-------- EXCERPTED DATA --------

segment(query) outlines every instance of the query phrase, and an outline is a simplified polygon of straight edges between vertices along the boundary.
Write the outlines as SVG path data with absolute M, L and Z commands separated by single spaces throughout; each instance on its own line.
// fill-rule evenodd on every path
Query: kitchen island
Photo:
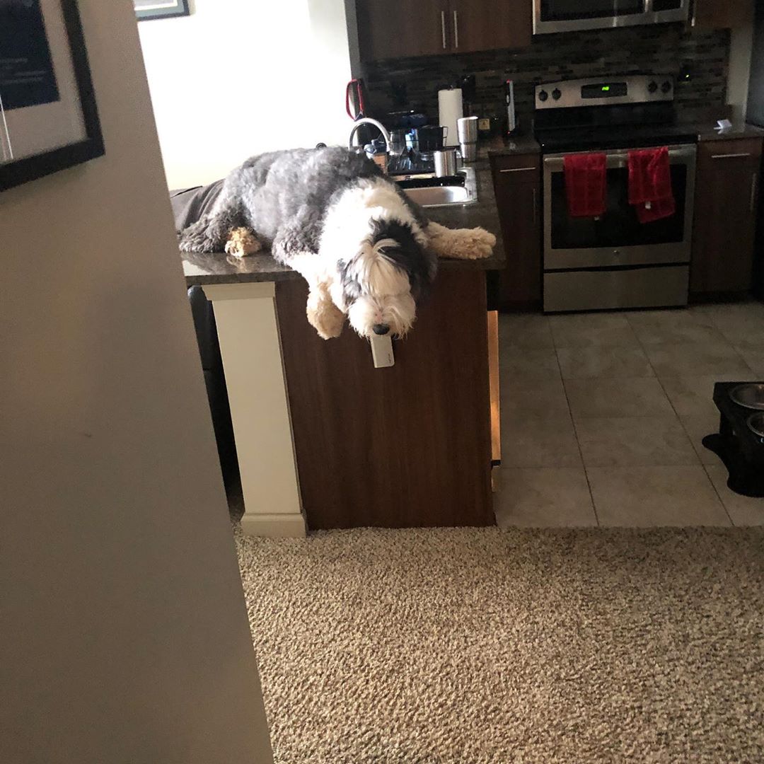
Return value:
M 369 343 L 347 325 L 319 338 L 305 280 L 269 255 L 181 256 L 187 284 L 215 308 L 244 533 L 494 523 L 497 351 L 486 277 L 503 255 L 442 260 L 387 368 L 374 368 Z

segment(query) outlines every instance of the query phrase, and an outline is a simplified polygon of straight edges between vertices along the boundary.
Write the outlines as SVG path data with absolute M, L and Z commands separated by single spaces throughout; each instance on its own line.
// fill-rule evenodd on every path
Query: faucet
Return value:
M 353 147 L 353 138 L 355 138 L 355 131 L 361 127 L 361 125 L 373 125 L 382 134 L 382 138 L 384 138 L 385 151 L 389 154 L 390 133 L 387 132 L 385 126 L 381 122 L 377 122 L 376 119 L 371 119 L 371 117 L 362 117 L 353 125 L 353 129 L 350 131 L 350 138 L 348 138 L 348 148 Z

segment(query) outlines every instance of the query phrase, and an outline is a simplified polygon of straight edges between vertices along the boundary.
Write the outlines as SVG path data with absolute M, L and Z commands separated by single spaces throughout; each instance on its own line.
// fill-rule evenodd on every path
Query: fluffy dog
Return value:
M 488 257 L 495 243 L 482 228 L 428 221 L 377 164 L 339 147 L 252 157 L 180 235 L 189 252 L 244 257 L 270 247 L 308 282 L 308 320 L 324 339 L 338 336 L 346 317 L 364 337 L 404 335 L 438 256 Z

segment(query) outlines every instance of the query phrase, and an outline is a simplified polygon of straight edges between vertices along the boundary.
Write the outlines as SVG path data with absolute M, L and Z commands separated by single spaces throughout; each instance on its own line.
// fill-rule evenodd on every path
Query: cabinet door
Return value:
M 541 157 L 494 157 L 496 204 L 507 265 L 500 274 L 503 310 L 541 304 Z
M 452 0 L 456 53 L 530 45 L 530 0 Z
M 695 0 L 692 26 L 701 29 L 724 29 L 749 24 L 753 18 L 753 0 Z
M 762 141 L 709 141 L 698 146 L 690 291 L 747 292 Z
M 357 0 L 364 61 L 450 50 L 448 0 Z

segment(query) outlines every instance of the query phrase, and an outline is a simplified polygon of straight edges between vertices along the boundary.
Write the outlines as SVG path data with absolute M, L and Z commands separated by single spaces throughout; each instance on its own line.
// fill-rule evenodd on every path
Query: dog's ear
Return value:
M 406 274 L 415 299 L 428 291 L 437 263 L 433 264 L 434 258 L 419 245 L 410 225 L 398 220 L 375 220 L 371 244 L 380 244 L 380 254 Z

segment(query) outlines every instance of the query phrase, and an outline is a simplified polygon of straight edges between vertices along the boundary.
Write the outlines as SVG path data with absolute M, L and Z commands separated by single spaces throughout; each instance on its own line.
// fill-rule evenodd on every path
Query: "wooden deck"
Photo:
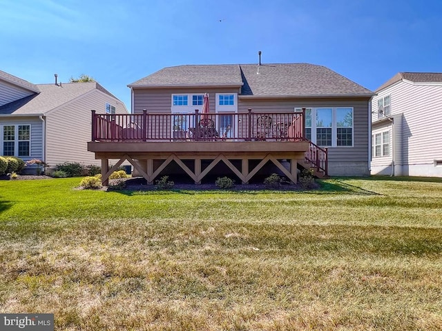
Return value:
M 172 162 L 195 183 L 200 183 L 220 162 L 243 183 L 248 183 L 268 162 L 296 183 L 298 163 L 305 165 L 312 152 L 311 143 L 304 139 L 304 113 L 253 114 L 249 110 L 222 114 L 230 116 L 225 128 L 215 125 L 222 119 L 219 114 L 206 115 L 210 121 L 204 123 L 209 127 L 195 125 L 202 123 L 198 111 L 131 115 L 93 111 L 88 150 L 102 160 L 103 184 L 108 183 L 110 174 L 126 161 L 133 166 L 133 174 L 142 176 L 149 184 Z M 263 118 L 267 123 L 260 126 L 259 119 Z M 118 161 L 110 168 L 112 159 Z

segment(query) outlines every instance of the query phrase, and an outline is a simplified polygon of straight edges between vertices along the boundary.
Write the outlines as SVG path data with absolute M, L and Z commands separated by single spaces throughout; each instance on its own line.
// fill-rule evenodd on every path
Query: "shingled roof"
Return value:
M 137 81 L 133 88 L 231 86 L 250 97 L 373 95 L 330 69 L 309 63 L 199 65 L 169 67 Z
M 383 90 L 403 79 L 413 83 L 442 83 L 442 72 L 398 72 L 378 88 L 376 92 Z
M 25 81 L 24 79 L 21 79 L 21 78 L 12 76 L 8 72 L 5 72 L 4 71 L 0 70 L 0 80 L 7 81 L 17 86 L 20 86 L 21 88 L 25 88 L 32 92 L 35 92 L 37 93 L 40 92 L 39 88 L 35 84 L 32 84 L 28 81 Z
M 117 99 L 97 82 L 37 84 L 40 93 L 0 107 L 0 114 L 46 114 L 95 89 Z

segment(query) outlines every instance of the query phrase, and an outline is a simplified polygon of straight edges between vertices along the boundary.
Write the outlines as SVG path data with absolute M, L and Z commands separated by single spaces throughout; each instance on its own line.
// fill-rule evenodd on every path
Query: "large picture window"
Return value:
M 3 127 L 3 154 L 7 157 L 30 155 L 30 126 L 17 125 Z
M 302 112 L 302 108 L 295 108 Z M 353 108 L 305 109 L 305 137 L 323 147 L 353 146 Z

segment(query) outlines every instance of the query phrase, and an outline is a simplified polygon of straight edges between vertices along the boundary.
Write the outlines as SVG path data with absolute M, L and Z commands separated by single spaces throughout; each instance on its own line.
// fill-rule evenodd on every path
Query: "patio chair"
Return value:
M 256 139 L 265 140 L 271 132 L 271 117 L 269 115 L 260 116 L 256 119 Z

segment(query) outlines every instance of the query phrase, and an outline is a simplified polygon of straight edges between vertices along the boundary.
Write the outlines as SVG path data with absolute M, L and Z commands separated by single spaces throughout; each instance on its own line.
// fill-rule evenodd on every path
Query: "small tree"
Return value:
M 87 74 L 81 74 L 78 78 L 70 77 L 69 79 L 69 83 L 88 83 L 90 81 L 95 81 L 95 79 L 92 76 L 88 76 Z

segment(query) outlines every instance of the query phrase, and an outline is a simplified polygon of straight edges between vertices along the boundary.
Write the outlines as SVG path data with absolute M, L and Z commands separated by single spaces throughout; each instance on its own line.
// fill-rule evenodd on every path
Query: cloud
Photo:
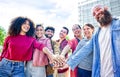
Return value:
M 36 24 L 56 28 L 71 27 L 78 22 L 77 0 L 1 0 L 0 10 L 0 26 L 6 30 L 10 21 L 17 16 L 26 16 Z

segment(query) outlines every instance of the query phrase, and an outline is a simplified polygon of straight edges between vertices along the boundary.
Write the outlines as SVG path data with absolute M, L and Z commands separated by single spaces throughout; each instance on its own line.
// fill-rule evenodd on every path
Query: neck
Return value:
M 20 32 L 20 35 L 26 35 L 26 33 L 25 32 Z

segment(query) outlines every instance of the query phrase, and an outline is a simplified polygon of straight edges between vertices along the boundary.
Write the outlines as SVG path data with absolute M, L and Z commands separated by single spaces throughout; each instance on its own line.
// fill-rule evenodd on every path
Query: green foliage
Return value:
M 5 39 L 5 36 L 6 36 L 5 29 L 0 26 L 0 46 L 3 45 L 3 41 Z

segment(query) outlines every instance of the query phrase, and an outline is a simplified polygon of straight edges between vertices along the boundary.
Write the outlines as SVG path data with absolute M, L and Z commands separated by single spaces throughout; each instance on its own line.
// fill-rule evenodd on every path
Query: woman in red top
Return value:
M 34 30 L 34 23 L 28 18 L 17 17 L 11 22 L 1 54 L 0 77 L 25 77 L 24 61 L 32 59 L 35 48 L 53 60 L 49 49 L 33 38 Z

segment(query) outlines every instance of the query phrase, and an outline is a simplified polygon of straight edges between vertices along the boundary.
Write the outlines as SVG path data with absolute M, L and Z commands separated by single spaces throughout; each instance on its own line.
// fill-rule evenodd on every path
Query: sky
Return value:
M 35 24 L 55 27 L 55 39 L 63 26 L 78 22 L 78 0 L 0 0 L 0 26 L 6 31 L 12 19 L 28 17 Z

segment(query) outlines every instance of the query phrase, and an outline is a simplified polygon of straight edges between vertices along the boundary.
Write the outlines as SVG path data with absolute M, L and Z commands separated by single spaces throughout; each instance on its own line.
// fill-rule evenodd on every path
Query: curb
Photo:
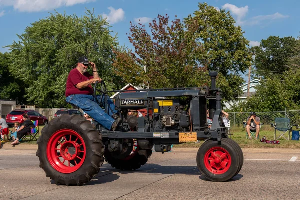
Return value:
M 1 142 L 1 146 L 0 150 L 36 150 L 38 146 L 38 144 L 21 144 L 18 145 L 12 145 L 10 144 L 11 142 Z

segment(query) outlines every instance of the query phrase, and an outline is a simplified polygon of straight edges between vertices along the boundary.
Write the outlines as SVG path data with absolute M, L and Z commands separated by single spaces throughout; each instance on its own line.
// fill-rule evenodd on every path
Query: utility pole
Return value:
M 249 75 L 248 76 L 248 94 L 247 98 L 250 98 L 250 76 L 251 76 L 251 66 L 249 67 Z

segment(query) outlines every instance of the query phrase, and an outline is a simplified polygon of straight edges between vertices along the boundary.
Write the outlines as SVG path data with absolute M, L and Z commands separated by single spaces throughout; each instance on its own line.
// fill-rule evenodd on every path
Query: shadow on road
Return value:
M 243 177 L 244 177 L 244 176 L 239 174 L 236 175 L 236 176 L 235 176 L 234 177 L 230 180 L 228 180 L 227 182 L 234 182 L 235 181 L 240 180 Z M 208 179 L 207 179 L 206 178 L 205 176 L 199 176 L 199 179 L 200 179 L 202 180 L 210 182 L 210 180 Z
M 135 171 L 122 171 L 116 170 L 110 166 L 109 164 L 104 166 L 102 168 L 104 170 L 109 170 L 112 172 L 116 172 L 122 174 L 130 174 L 134 173 L 153 174 L 164 175 L 174 175 L 183 174 L 186 175 L 199 175 L 200 172 L 197 167 L 186 166 L 162 166 L 154 164 L 147 164 L 140 168 Z

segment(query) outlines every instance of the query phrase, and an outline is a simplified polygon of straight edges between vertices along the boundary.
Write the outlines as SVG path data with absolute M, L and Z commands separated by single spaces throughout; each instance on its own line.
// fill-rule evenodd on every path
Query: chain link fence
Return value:
M 300 126 L 300 110 L 288 111 L 288 118 L 290 119 L 290 126 L 293 124 Z
M 275 122 L 275 118 L 286 118 L 288 117 L 288 114 L 290 112 L 290 115 L 292 113 L 293 122 L 294 122 L 300 121 L 300 111 L 293 110 L 295 112 L 292 112 L 286 110 L 278 112 L 256 112 L 256 116 L 260 118 L 260 122 L 264 123 L 264 125 L 270 125 L 271 124 Z M 298 111 L 298 112 L 296 112 Z M 250 116 L 249 112 L 228 112 L 229 120 L 230 120 L 231 127 L 243 127 L 243 122 L 246 122 L 248 117 Z M 300 124 L 300 123 L 299 123 Z

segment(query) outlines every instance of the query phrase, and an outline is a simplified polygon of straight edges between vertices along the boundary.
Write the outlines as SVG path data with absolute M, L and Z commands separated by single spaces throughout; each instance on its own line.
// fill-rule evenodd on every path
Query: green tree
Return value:
M 149 30 L 131 24 L 130 42 L 134 50 L 116 52 L 116 74 L 124 82 L 145 88 L 182 88 L 208 85 L 208 72 L 220 72 L 218 82 L 226 100 L 242 92 L 244 72 L 252 64 L 240 27 L 229 12 L 206 4 L 184 22 L 158 15 Z
M 20 41 L 9 46 L 9 66 L 25 82 L 28 101 L 42 108 L 65 107 L 68 76 L 82 56 L 95 62 L 109 88 L 116 88 L 112 48 L 118 44 L 110 34 L 108 22 L 90 10 L 82 18 L 56 12 L 26 28 Z
M 288 60 L 293 56 L 296 40 L 292 37 L 270 36 L 262 40 L 260 46 L 252 48 L 258 76 L 273 78 L 289 70 Z
M 16 100 L 18 104 L 26 103 L 24 82 L 15 79 L 8 69 L 9 54 L 0 53 L 0 98 Z

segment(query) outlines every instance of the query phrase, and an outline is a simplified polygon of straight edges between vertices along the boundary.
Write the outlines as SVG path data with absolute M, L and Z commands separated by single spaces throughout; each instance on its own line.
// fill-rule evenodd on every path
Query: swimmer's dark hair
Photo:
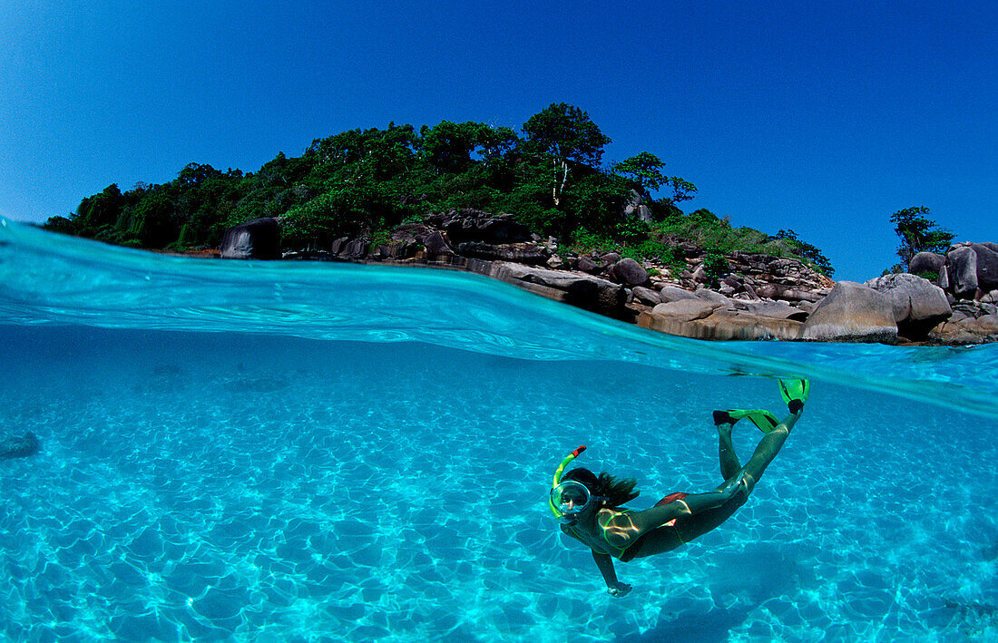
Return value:
M 620 506 L 641 494 L 641 491 L 634 490 L 634 487 L 638 485 L 638 481 L 633 478 L 618 480 L 606 472 L 602 472 L 597 477 L 596 474 L 582 467 L 565 474 L 562 476 L 562 480 L 582 482 L 593 495 L 603 495 L 610 498 L 607 500 L 609 506 Z

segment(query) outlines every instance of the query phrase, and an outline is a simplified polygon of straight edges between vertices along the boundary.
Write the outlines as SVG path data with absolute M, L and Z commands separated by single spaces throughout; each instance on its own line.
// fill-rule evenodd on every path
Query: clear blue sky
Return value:
M 792 228 L 865 280 L 903 207 L 998 241 L 996 34 L 995 5 L 958 0 L 0 0 L 0 214 L 564 101 L 613 139 L 605 161 L 649 151 L 696 183 L 688 211 Z

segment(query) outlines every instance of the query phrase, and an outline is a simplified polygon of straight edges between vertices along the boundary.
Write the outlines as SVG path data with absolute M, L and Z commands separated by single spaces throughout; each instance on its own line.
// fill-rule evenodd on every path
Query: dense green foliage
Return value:
M 512 212 L 581 250 L 616 249 L 680 267 L 675 244 L 690 241 L 715 253 L 799 256 L 830 274 L 827 259 L 792 231 L 770 237 L 733 229 L 707 209 L 684 214 L 679 204 L 697 186 L 666 175 L 651 153 L 605 168 L 608 143 L 586 112 L 564 103 L 532 116 L 519 133 L 470 122 L 418 131 L 392 123 L 316 139 L 302 156 L 280 153 L 256 172 L 190 163 L 168 183 L 125 192 L 109 185 L 46 225 L 123 245 L 185 249 L 217 246 L 232 225 L 283 216 L 284 247 L 316 248 L 340 236 L 385 238 L 402 221 L 474 207 Z M 654 198 L 660 190 L 672 193 Z M 653 223 L 625 214 L 636 195 Z
M 890 215 L 894 232 L 901 238 L 897 256 L 901 258 L 903 265 L 895 267 L 906 269 L 919 252 L 945 252 L 953 241 L 952 232 L 939 227 L 932 219 L 925 218 L 929 211 L 924 206 L 906 207 Z

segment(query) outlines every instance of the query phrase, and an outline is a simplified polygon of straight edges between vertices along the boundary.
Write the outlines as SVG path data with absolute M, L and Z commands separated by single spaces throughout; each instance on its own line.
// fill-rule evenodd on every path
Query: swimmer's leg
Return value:
M 765 468 L 769 466 L 769 463 L 779 453 L 783 443 L 786 442 L 786 438 L 790 435 L 793 425 L 797 424 L 797 420 L 800 419 L 802 411 L 803 409 L 800 408 L 796 413 L 786 416 L 782 422 L 776 425 L 775 429 L 765 434 L 762 440 L 758 441 L 758 446 L 755 447 L 755 452 L 748 459 L 748 464 L 746 465 L 745 470 L 745 481 L 748 493 L 751 493 L 752 488 L 755 487 L 755 482 L 758 482 L 758 479 L 762 478 Z
M 701 511 L 700 513 L 695 513 L 694 515 L 688 515 L 676 521 L 676 530 L 679 537 L 682 538 L 684 542 L 690 542 L 694 538 L 716 529 L 722 522 L 732 517 L 732 514 L 735 513 L 740 506 L 746 503 L 746 500 L 748 499 L 748 495 L 751 493 L 751 490 L 755 487 L 755 482 L 758 482 L 758 480 L 762 477 L 762 474 L 765 472 L 765 468 L 769 466 L 769 463 L 771 463 L 776 457 L 776 454 L 779 453 L 779 449 L 783 446 L 783 443 L 786 442 L 787 436 L 790 435 L 790 430 L 793 429 L 793 425 L 795 425 L 799 419 L 800 410 L 798 410 L 797 413 L 791 413 L 788 415 L 782 422 L 776 425 L 772 431 L 762 437 L 758 446 L 755 447 L 755 452 L 752 454 L 751 459 L 748 460 L 748 464 L 746 465 L 745 470 L 736 474 L 737 476 L 741 476 L 743 478 L 745 481 L 745 486 L 739 489 L 739 491 L 732 496 L 732 499 L 717 508 Z M 722 484 L 722 486 L 724 486 L 724 484 Z M 719 486 L 718 488 L 720 489 L 721 487 Z
M 726 481 L 742 471 L 742 463 L 739 462 L 738 454 L 735 453 L 735 445 L 732 444 L 732 429 L 735 428 L 734 420 L 727 411 L 714 412 L 714 425 L 718 429 L 718 456 L 721 459 L 721 476 Z

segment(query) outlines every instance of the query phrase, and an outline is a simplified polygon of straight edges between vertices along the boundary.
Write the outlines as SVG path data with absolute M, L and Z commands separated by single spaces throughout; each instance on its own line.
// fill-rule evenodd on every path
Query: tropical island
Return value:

--------

PROBLEM |
Count how many lines of the entries above contain the string "foliage", treating uppercase and lowercase as different. Reply with the number only.

SOLUTION TO THE EXERCISE |
2